REQUESTS:
• A. List every phone number given in the reminiscence below about childhood memories.
• B. Carry on the reminiscence about lasting childhood memories from the point where it stops.

— START OF TEXT BLOCK —

25-11 150th Street;
150-12A 26th Avenue;
194-01 37th Avenue, Flushing, New York.
Those were my three addresses in New York City from 1947 to 1961.
FL 8-6178;
NE 2-6272;
BA 5-1806.
Those were my phone number, my Aunt Gert’s phone number, and my best friend Allen’s phone number during that same period.
How on earth, and why, do those things still stick in my head after seventy-plus years? In fact, my phone number and Aunt Gert’s were the first ones I ever learned when we got our first phone in New York. I was eight years old. That was seventy-eight years ago.
I also remember my Kindergarten and First Grade teachers at Stevenson Elementary School in New Rochelle, New York. Miss McMahon and Miss Kellner. (We didn’t know about “Ms” then.)
Yet I can’t remember what I had for dinner yesterday. Or what I’m supposed to do today without checking my list. That’s the part that feels eerie to me. The recent stuff slips away, while certain details from childhood stay put. Those are the memories that stick.
Maybe it’s because the world I grew up in moved slower, and details mattered more. You had to remember things. You couldn’t just look them up.

— END OF TEXT BLOCK —
— START OF DATASET EXTRACT —

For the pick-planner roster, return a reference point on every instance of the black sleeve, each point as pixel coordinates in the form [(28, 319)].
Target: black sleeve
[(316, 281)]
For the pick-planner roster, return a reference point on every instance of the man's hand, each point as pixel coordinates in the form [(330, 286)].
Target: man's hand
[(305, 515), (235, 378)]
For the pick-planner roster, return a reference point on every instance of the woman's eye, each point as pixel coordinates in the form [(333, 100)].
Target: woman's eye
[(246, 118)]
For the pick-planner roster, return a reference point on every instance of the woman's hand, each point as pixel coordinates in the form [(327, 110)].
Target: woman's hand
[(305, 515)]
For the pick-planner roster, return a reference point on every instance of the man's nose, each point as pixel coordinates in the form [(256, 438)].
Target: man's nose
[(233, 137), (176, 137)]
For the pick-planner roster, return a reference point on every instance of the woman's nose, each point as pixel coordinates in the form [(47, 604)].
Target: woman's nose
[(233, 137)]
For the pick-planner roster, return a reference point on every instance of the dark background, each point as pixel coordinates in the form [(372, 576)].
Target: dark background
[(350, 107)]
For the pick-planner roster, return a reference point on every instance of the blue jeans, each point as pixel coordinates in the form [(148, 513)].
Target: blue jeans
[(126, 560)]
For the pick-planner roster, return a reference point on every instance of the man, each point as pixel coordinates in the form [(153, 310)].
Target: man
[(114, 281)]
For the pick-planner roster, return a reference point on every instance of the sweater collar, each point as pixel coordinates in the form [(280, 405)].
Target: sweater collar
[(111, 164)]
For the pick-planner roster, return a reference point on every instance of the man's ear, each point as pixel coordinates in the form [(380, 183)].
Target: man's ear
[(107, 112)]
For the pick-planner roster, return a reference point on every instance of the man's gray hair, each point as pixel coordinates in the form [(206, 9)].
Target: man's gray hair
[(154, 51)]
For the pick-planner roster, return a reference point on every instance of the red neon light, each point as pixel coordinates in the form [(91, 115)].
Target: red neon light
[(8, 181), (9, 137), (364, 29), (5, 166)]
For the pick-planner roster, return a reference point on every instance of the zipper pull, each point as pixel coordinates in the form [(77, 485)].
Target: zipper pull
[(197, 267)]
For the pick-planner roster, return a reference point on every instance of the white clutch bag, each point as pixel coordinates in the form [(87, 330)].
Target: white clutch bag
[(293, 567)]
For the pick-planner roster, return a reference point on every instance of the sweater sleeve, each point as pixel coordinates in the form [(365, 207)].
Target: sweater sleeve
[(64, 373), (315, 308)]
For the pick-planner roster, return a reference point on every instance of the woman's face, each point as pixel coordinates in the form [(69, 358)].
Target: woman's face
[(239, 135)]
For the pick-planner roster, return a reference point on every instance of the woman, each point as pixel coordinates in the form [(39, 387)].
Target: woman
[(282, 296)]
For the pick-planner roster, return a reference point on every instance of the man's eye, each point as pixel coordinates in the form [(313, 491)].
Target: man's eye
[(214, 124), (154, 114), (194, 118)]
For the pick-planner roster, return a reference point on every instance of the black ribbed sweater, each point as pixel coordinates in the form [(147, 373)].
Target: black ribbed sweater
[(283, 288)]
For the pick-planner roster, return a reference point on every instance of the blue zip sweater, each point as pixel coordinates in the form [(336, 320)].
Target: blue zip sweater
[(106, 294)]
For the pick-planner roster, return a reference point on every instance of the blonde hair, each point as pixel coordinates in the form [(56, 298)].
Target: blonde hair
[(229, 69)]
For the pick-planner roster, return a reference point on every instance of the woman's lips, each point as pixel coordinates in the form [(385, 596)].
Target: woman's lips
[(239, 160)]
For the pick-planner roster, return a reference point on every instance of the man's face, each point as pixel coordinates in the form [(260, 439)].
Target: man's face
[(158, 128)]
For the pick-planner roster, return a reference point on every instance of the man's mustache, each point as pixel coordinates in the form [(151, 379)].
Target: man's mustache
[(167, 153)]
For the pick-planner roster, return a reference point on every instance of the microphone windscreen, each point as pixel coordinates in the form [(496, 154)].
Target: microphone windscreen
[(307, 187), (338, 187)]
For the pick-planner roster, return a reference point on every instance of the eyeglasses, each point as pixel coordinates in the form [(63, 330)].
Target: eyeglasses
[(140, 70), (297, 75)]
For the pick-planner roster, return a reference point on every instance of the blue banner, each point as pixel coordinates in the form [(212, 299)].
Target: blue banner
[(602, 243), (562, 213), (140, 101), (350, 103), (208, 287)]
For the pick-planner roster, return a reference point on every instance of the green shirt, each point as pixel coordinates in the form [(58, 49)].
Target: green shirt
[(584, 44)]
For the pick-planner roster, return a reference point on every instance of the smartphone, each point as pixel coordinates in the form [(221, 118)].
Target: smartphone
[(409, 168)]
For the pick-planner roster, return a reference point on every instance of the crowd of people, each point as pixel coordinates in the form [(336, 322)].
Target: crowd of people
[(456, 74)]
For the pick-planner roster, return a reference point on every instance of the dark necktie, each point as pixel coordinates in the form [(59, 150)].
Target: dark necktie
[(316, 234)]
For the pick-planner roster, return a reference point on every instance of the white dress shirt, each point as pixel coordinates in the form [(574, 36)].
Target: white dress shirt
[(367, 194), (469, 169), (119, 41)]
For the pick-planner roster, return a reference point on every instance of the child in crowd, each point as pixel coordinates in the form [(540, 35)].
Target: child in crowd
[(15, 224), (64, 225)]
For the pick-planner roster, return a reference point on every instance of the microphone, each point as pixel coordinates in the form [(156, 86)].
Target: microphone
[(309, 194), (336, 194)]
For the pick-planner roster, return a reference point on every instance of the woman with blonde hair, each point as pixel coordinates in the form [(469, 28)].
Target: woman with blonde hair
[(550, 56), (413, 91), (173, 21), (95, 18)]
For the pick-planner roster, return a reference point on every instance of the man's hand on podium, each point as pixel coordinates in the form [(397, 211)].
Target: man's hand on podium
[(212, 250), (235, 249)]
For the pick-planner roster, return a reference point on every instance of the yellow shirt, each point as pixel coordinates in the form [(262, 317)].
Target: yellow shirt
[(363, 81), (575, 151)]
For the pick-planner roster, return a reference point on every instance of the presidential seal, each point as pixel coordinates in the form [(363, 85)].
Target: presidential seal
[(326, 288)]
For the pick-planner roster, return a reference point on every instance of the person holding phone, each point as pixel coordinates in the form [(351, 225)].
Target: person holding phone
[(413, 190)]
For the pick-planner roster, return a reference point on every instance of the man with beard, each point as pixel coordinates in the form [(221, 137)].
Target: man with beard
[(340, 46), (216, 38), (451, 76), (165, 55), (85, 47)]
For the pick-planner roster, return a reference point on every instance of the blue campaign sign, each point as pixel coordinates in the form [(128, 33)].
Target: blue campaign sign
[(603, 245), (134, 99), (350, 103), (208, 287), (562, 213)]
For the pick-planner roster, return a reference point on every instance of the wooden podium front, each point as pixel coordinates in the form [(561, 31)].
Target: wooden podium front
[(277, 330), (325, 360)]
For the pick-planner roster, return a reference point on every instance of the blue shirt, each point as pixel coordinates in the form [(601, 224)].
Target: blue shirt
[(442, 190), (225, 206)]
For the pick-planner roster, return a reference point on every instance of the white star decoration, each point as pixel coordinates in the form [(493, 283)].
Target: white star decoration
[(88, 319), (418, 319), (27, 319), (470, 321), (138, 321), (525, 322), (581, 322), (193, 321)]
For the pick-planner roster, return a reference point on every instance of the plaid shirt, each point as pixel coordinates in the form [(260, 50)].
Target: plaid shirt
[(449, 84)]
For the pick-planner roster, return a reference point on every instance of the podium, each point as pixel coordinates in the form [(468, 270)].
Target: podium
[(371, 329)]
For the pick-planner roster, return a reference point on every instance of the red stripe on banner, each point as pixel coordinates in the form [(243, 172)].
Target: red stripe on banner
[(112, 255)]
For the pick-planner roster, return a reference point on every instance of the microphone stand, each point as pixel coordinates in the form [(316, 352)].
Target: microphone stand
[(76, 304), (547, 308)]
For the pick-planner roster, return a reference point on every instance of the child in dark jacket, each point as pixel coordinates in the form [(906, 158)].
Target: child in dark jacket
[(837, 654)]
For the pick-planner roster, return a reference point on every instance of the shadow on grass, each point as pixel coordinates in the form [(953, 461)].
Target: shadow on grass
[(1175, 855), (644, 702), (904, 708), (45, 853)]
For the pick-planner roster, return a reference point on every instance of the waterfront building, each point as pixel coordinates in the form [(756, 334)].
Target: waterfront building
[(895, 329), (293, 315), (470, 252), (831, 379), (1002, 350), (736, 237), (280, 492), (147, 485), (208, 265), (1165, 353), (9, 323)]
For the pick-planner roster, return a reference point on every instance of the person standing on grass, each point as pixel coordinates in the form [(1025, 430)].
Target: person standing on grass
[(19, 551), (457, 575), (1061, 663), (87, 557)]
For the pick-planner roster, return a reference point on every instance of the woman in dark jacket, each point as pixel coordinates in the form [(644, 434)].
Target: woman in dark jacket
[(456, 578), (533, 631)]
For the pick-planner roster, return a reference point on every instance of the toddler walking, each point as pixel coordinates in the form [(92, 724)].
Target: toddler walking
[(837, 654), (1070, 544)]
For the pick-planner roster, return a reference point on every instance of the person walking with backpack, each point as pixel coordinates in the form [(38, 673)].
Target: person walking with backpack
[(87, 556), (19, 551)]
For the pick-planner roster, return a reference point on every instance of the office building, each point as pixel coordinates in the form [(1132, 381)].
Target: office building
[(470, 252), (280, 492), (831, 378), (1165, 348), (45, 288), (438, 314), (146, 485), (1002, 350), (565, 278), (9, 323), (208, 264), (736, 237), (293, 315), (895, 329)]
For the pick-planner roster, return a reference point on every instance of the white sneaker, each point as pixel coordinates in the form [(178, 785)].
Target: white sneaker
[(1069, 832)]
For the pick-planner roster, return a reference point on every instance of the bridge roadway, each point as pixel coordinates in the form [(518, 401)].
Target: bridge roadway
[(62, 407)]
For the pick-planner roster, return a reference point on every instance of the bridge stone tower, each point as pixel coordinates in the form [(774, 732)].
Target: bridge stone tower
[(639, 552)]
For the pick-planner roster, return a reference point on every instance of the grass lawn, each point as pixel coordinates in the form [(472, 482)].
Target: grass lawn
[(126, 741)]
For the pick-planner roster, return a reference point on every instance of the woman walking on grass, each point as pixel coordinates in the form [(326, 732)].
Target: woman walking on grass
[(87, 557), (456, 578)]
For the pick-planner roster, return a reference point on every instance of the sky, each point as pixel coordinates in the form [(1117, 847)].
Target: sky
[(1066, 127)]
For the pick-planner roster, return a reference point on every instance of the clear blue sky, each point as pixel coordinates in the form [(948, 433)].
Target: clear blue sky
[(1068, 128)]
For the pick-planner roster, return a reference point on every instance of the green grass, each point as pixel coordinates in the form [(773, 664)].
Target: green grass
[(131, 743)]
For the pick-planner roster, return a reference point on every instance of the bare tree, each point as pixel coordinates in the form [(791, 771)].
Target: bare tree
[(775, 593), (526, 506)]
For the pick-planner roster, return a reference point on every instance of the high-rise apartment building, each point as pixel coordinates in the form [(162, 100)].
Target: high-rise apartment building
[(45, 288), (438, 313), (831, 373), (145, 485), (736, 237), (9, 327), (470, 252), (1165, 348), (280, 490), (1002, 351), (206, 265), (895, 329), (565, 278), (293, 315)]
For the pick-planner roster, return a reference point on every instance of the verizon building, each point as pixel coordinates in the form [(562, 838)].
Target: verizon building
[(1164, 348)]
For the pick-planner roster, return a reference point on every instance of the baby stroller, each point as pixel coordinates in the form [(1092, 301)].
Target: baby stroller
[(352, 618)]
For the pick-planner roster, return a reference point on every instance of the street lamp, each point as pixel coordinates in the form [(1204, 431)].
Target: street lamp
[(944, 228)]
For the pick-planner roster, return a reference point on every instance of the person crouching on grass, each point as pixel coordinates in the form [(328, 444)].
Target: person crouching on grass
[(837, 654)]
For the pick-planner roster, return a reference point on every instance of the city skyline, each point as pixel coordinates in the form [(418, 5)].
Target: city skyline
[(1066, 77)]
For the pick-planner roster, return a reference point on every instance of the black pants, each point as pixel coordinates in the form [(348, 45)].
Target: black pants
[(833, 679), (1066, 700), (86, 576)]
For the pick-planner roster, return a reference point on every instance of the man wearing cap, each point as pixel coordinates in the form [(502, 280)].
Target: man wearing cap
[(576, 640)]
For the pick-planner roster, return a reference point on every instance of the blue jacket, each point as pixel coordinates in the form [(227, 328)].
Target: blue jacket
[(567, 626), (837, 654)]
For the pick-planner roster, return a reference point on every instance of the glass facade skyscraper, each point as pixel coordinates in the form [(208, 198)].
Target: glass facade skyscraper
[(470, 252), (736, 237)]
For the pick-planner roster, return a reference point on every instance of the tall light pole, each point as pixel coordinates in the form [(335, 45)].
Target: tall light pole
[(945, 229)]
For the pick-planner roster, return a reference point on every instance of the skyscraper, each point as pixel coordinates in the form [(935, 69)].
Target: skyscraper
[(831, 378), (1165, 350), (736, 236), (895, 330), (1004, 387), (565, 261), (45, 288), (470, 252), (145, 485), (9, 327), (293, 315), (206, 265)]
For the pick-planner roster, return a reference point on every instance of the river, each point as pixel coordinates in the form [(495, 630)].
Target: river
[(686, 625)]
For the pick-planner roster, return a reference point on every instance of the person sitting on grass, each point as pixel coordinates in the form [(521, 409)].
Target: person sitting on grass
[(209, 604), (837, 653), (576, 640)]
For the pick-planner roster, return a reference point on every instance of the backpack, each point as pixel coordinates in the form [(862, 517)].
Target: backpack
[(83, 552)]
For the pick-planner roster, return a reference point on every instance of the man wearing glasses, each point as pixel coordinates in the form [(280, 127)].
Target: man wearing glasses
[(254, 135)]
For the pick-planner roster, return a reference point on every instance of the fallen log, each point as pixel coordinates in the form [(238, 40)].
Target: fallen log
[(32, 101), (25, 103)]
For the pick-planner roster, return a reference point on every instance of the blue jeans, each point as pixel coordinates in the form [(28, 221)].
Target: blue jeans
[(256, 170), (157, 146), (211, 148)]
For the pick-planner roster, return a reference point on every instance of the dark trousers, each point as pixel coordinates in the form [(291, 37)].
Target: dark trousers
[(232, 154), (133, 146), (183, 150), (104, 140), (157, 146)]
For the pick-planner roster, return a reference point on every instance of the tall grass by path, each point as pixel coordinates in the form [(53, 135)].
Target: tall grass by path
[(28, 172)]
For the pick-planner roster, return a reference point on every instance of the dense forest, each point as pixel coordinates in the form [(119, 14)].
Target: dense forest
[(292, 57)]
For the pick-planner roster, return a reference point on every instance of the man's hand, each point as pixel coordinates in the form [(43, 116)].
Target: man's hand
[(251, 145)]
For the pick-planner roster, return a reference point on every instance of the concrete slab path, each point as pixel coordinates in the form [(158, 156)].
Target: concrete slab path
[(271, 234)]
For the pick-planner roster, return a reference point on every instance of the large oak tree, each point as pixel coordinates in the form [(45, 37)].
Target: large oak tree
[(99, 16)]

— END OF DATASET EXTRACT —

RESPONSES TO THE TASKS:
• A.
FL 8-6178
NE 2-6272
BA 5-1806

• B.
So here’s a little history lesson that might explain why those memories took hold.
Growing up in Queens in the 1940s and 50s was different. People weren’t nearly as mobile as we are today. An automobile was sort of a luxury. My dad had a 1941 Oldsmobile when he died in 1943. I learned that later from my mom. She never drove, and I assume she sold it after he passed. New cars weren’t even produced during the war years, from 1942 to 1946.
Most grocery shopping was done on foot. Because of that, there were all kinds of “men” who delivered things to your door. Almost everyone had a milk box outside. The milkman delivered milk, and sometimes cream, very early in the mornin. (Hence all the “milkman” jokes.)
The iceman delivered a block of ice for your “ice box.” Not everyone had an electric refrigerator. There were breadmen, coalmen, and eggmen. My Uncle Ted owned a chicken farm and delivered eggs throughout the village of Wurtsboro, New York, where he lived and worked. Pardon the sexist titles. It was eighty years ago.
And then there was the telephone.
It hung on the wall. We had a party line, which meant more than one family used it. You’d pick up the receiver and someone might already be talking. You were supposed to hang up immediately and not listen in. You’d try again later. Common courtesy was to keep calls short.
When you did get a dial tone, you dialed the alphanumeric number. FL8-6178. No area codes. If you were calling outside your local area, you went through an operator. Many phones didn’t even have dials. All calls were made through an operator, like my mom or my Aunt Gert.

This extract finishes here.